# Texto
━━━━

La adolescencia ocupó un papel muy importante en mis primeros textos. En alguna ocasión escribí sobre un personaje que de los doce a los veintidós años tuvo diez y seis. Alguien que había llegado antes y salido después de la adolescencia. Y en cierta manera es una frase autobiográfica. Viví en la Colonia del Valle, una zona con una rica vida callejera vinculada a la cultura rockanrolera. Todo el mundo oía música y quería vestirse de manera más o menos pop o hippie. Era un despertar colectivo importante. El entorno de los años 70 de la cultura pop representaba una opción liberadora para México, un país católico, conservador y orientado a una moralidad bastante severa, donde había un único partido político que ganaba las elecciones. De pronto empezó a haber chicas en minifalda, un movimiento de rock que cantaba en español, una literatura -aquí se llamó la literatura de la onda-. Su principal exponente fue José Agustín, nuestro Jack Queroac, el gran escritor de ruptura contracultural y el primero que leí con devoción. De modo que mi llegada al cuento y a la cultura está muy permeada por las ilusiones contraculturales y colectivas de una generación. Y desde luego, como suele suceder con esto, me estacioné algún tiempo ahí, tardé en salirme. Mi primer trabajo fue escribiendo los guiones de radio de un programa de rock llamado El lado oscuro de la luna y esto reforzó mi inclinación a la contracultura. De modo que la adolescencia jugó un papel muy importante. La noche navegable es un libro de ritos de paso, un ejercicio de inocencia donde los personajes descubren experiencias que viven por primera vez. No podría volver a escribir un libro de ese tipo por la sencilla razón de que no se puede repetir lo iniciático. Son epifanías que se agotan en sí mismas.

━━━━

# Listado de datos

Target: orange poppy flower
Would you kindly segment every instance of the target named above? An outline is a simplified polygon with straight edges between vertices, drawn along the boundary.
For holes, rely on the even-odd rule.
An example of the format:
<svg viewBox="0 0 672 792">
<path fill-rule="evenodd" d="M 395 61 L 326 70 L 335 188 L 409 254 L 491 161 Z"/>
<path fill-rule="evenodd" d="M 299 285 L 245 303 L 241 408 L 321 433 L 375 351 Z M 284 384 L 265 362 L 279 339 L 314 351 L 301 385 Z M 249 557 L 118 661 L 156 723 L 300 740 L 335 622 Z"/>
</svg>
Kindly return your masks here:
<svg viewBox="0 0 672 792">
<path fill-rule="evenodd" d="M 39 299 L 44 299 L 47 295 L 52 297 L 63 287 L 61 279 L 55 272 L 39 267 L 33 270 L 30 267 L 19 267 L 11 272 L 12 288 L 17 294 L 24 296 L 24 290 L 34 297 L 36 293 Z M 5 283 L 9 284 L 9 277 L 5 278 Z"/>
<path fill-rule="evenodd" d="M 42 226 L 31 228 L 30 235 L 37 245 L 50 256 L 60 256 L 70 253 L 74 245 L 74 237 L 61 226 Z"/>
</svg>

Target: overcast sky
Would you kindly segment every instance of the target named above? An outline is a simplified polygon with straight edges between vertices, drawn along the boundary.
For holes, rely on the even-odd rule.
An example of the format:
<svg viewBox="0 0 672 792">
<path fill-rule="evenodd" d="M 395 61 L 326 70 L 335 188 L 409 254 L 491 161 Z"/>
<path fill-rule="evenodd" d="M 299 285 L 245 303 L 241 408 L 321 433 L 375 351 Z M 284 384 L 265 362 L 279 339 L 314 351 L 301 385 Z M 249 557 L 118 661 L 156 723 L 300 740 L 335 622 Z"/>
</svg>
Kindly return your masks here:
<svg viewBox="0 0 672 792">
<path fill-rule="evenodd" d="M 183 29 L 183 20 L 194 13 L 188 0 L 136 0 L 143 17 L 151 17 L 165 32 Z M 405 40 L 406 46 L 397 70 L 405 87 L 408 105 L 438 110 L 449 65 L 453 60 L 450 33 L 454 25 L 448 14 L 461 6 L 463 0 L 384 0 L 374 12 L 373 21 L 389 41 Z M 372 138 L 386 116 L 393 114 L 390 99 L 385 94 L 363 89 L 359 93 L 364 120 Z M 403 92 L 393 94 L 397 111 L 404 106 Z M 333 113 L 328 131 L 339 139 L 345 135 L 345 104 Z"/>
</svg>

━━━━

Según el texto, ¿cómo se llamaba el programa de rock cuyos guiones de radio fueron el primer trabajo de quien escribe?

El lado oscuro de la luna.